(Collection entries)
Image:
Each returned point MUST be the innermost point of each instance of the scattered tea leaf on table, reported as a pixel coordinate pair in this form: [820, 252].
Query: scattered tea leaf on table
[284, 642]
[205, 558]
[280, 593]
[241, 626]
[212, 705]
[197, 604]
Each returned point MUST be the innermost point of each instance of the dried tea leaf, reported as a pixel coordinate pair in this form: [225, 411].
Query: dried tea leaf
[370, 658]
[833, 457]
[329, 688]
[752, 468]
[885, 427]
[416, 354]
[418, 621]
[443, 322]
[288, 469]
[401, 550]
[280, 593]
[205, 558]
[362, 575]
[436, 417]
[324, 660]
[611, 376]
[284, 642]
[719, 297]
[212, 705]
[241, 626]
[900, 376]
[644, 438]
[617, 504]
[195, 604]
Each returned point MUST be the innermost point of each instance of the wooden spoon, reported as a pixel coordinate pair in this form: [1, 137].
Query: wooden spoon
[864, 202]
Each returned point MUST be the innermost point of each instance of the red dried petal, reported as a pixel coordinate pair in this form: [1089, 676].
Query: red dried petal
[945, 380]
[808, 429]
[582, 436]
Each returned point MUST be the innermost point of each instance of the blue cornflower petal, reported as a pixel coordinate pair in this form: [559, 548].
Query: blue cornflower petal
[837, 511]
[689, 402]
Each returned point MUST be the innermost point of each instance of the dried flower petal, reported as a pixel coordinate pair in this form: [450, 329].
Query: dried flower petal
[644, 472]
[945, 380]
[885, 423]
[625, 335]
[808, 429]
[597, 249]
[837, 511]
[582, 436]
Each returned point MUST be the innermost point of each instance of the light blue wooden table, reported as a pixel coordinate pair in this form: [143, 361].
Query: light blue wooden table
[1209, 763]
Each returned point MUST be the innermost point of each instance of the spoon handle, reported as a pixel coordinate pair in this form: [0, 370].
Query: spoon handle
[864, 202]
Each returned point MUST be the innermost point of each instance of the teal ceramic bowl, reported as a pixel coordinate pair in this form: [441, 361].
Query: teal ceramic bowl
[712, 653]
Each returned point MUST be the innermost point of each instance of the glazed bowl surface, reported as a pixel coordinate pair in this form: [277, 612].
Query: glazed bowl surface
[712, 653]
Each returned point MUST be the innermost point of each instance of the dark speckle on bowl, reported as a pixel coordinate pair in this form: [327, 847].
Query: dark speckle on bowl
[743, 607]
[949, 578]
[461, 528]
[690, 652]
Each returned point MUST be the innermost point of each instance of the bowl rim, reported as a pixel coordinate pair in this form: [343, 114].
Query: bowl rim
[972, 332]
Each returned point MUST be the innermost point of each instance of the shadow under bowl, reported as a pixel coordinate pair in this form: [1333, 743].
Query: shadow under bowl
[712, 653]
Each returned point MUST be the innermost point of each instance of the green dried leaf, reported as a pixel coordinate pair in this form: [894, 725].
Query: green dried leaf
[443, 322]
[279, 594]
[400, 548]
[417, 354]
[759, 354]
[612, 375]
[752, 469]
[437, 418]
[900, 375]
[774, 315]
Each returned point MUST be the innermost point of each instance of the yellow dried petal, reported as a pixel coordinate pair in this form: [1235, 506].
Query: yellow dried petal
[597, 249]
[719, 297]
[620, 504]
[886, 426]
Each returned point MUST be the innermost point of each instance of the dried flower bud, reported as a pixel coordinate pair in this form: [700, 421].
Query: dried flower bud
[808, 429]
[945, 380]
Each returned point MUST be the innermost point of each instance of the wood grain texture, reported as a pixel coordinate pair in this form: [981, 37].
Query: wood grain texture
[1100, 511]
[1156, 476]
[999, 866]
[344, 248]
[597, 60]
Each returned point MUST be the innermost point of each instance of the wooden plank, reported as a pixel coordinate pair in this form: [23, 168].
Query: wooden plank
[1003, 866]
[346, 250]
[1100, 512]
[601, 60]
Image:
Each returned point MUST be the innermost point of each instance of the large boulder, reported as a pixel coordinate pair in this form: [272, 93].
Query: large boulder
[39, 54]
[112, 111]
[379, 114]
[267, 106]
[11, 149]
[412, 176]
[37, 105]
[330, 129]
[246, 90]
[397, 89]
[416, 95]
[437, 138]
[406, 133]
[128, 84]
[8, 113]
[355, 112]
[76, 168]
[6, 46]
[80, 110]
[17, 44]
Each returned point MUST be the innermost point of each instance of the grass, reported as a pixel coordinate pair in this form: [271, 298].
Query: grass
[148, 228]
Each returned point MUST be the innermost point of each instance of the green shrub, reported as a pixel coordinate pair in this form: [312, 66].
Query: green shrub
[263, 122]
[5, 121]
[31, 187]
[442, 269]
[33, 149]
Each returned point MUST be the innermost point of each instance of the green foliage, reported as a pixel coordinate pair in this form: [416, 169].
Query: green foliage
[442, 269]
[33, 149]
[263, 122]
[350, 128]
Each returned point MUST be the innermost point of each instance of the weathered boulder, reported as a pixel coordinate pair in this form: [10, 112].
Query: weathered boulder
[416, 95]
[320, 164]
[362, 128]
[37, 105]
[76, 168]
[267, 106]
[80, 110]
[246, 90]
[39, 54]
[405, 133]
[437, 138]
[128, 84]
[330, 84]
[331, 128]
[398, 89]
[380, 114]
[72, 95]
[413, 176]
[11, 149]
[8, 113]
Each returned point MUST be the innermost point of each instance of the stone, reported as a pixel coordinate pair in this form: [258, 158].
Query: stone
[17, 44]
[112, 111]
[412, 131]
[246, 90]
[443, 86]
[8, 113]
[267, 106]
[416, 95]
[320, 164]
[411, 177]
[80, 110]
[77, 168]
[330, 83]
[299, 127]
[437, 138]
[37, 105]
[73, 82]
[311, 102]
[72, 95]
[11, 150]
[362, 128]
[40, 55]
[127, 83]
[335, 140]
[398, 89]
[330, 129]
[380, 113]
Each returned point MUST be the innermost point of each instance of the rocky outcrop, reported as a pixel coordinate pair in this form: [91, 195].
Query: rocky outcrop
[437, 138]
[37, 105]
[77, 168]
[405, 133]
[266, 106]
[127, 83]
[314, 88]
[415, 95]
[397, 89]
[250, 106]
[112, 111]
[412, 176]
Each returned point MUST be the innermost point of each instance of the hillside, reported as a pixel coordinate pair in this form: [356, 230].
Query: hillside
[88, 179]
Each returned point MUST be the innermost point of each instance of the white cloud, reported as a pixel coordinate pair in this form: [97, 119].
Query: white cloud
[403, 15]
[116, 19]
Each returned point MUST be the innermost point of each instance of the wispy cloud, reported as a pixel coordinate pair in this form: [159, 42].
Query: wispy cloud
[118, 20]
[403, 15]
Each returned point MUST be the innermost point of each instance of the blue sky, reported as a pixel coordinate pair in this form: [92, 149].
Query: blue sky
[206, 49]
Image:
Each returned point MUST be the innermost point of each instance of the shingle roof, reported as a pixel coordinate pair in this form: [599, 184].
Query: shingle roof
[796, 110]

...

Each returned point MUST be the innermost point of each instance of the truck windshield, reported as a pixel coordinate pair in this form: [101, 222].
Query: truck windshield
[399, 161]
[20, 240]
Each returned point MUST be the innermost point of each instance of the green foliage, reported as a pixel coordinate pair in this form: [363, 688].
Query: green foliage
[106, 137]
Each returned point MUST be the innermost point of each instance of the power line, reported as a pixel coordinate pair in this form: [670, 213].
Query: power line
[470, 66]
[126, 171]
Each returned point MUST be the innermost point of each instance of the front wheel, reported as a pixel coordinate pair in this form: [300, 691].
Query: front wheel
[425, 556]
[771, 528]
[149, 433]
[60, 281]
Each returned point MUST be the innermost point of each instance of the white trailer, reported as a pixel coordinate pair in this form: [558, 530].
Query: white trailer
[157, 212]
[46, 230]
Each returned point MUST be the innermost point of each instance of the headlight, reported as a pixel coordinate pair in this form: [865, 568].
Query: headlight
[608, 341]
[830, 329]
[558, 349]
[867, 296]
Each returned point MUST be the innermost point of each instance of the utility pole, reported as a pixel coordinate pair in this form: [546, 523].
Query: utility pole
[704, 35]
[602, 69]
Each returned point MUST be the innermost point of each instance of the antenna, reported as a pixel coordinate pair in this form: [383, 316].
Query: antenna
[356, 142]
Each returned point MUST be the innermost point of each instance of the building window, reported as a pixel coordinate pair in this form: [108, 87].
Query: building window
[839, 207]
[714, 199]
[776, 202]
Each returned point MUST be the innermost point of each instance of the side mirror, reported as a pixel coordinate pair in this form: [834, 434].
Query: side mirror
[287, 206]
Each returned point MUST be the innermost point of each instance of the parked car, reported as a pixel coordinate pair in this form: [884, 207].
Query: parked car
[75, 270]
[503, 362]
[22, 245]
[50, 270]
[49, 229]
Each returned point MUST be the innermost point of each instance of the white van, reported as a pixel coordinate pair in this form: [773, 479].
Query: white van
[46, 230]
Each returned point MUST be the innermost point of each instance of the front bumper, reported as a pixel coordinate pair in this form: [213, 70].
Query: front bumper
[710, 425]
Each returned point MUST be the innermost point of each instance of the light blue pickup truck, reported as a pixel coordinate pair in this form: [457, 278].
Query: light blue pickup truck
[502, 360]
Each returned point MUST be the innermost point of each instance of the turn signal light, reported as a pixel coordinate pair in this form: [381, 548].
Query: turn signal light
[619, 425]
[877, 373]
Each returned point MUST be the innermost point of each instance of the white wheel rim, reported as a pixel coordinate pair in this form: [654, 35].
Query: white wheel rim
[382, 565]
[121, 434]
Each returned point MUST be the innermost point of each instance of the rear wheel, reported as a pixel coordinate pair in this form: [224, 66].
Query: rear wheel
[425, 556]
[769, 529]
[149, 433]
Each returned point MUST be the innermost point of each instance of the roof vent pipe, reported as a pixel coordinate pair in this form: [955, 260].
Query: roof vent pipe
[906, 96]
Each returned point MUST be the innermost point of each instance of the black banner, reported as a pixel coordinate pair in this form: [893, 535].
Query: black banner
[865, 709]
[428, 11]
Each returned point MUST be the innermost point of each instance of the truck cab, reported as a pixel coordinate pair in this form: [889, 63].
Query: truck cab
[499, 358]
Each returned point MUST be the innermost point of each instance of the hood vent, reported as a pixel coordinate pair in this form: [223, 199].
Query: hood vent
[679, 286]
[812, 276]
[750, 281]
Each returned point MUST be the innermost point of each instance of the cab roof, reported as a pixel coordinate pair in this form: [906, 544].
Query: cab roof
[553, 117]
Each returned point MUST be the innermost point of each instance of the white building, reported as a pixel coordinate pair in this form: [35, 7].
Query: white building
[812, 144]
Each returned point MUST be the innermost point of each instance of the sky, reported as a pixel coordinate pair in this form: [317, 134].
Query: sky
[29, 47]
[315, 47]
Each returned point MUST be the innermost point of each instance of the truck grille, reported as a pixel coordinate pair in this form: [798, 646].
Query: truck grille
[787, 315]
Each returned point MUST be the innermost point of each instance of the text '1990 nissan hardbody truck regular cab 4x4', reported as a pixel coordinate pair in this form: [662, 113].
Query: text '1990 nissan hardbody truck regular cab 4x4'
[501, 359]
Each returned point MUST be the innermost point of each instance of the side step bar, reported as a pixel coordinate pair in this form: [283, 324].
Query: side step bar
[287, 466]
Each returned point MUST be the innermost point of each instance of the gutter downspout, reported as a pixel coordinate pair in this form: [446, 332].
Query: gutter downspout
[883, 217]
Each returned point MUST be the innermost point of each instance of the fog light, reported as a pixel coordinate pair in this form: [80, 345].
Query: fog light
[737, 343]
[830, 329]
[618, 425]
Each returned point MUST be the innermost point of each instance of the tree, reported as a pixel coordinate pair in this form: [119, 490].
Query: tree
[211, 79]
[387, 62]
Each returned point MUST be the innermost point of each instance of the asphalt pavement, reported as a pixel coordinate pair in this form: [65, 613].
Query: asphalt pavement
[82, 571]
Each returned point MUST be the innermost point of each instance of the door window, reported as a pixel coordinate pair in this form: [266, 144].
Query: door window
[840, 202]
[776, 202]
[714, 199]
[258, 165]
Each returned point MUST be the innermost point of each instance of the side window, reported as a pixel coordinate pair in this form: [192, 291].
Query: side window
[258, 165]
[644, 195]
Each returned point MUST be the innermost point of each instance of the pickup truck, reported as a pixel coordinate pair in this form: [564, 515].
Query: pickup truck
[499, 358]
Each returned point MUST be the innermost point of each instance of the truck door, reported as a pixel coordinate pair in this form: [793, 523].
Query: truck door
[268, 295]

...

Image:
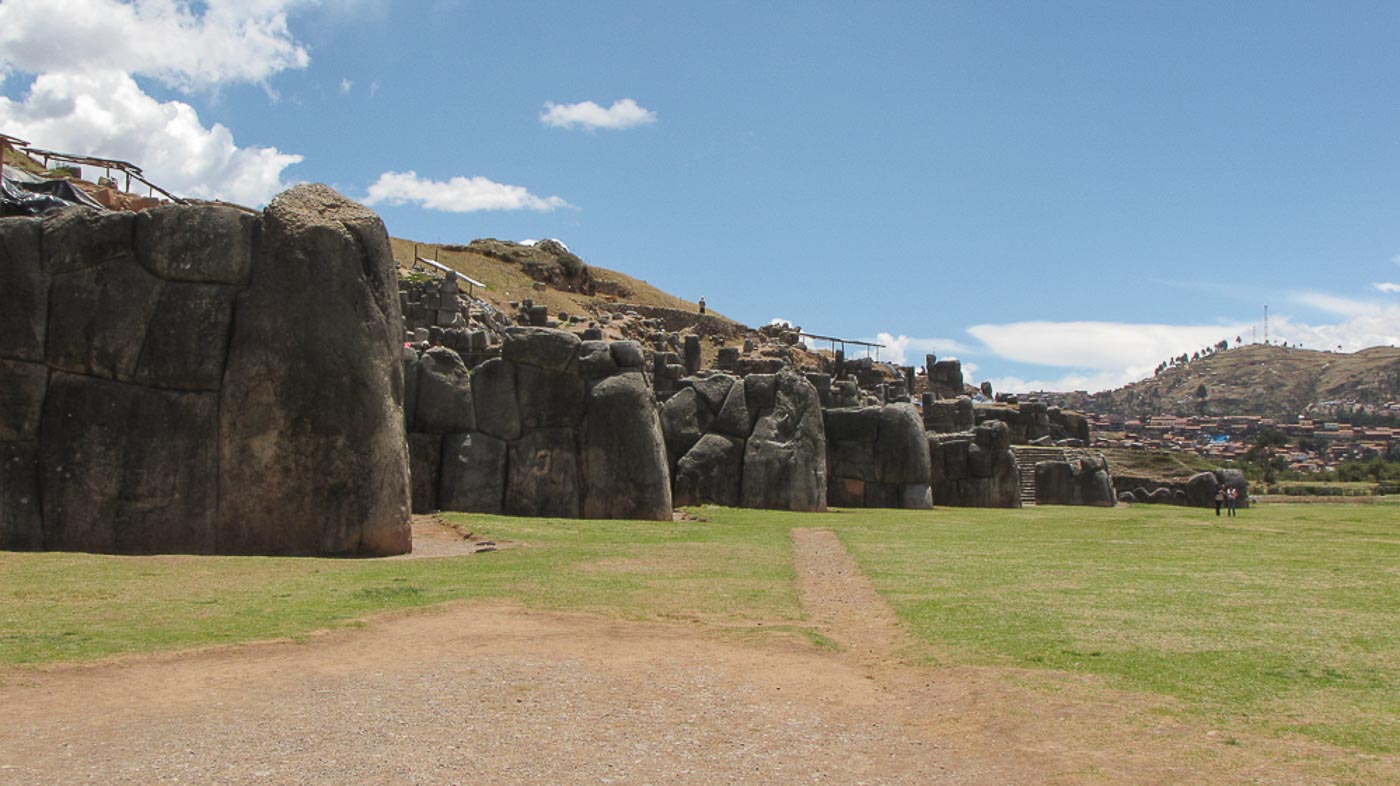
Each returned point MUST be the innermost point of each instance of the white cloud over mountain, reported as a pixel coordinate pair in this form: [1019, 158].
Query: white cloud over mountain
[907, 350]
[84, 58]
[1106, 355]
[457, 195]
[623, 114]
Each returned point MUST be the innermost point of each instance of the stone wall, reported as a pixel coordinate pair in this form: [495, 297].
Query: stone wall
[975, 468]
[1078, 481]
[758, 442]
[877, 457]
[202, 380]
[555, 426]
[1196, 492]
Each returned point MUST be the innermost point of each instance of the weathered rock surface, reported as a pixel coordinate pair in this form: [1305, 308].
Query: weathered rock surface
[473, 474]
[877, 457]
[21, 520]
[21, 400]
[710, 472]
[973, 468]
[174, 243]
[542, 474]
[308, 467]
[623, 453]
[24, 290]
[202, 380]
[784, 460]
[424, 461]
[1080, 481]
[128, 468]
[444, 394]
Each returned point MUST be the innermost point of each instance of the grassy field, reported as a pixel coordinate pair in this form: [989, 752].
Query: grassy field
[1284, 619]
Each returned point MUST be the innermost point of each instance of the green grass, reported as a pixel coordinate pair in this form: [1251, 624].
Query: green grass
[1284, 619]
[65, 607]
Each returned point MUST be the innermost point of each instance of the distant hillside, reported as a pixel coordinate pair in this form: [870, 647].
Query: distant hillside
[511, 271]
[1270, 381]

Your instructions:
Take exactly the lines from the one containing "form: [10, 112]." through the one containing "form: [92, 149]." in the data above, and output them with nothing added.

Result of the task:
Each returned point MUST be the innermost point of each instance of the weathered boulder, reported as a pixel coordinate pair in this form: [10, 112].
Query: weathered boulder
[416, 95]
[320, 164]
[362, 128]
[37, 105]
[76, 168]
[267, 106]
[80, 110]
[246, 90]
[39, 54]
[405, 133]
[437, 138]
[128, 84]
[330, 84]
[331, 128]
[398, 89]
[380, 114]
[72, 95]
[413, 176]
[11, 149]
[8, 113]
Each returned point MUST be the innermost point of each instance of the stone, reported as a pixel coordinate pair in this form: [258, 158].
Query: stone
[17, 44]
[112, 111]
[412, 131]
[246, 90]
[443, 86]
[8, 113]
[267, 106]
[416, 95]
[320, 164]
[411, 177]
[80, 110]
[77, 168]
[330, 83]
[299, 127]
[437, 138]
[37, 105]
[73, 82]
[311, 102]
[72, 95]
[11, 150]
[362, 128]
[40, 55]
[127, 83]
[335, 140]
[398, 89]
[330, 129]
[380, 113]
Each returned point MUST be the innermost point of each instance of the rocky outcrop, reported as a pixel coordinate pair in this form: [91, 195].
Query: rocky outcrop
[437, 138]
[37, 105]
[77, 168]
[405, 133]
[266, 106]
[127, 83]
[314, 88]
[415, 95]
[397, 89]
[250, 106]
[112, 111]
[412, 176]
Each returned point MUST be the innermost point of each instance of the hillside, reported as a pixel coordinate pair in this form: [356, 230].
Query: hillside
[88, 179]
Each returned point MUST be the innermost point of each instance of the white cloud, reported as a pixel coordinate pair in this form: [97, 119].
Query: white cloud
[403, 15]
[116, 19]
Each returned point MUST be the innermost point of each instance of the wispy cloud, reported as a pixel coordinate pair in this form: [159, 42].
Query: wispy cloud
[118, 20]
[403, 15]
Each returned point MUST be the innermost point of each instance of the blue sky, reported as a pixel coordinate pair in this form: [92, 149].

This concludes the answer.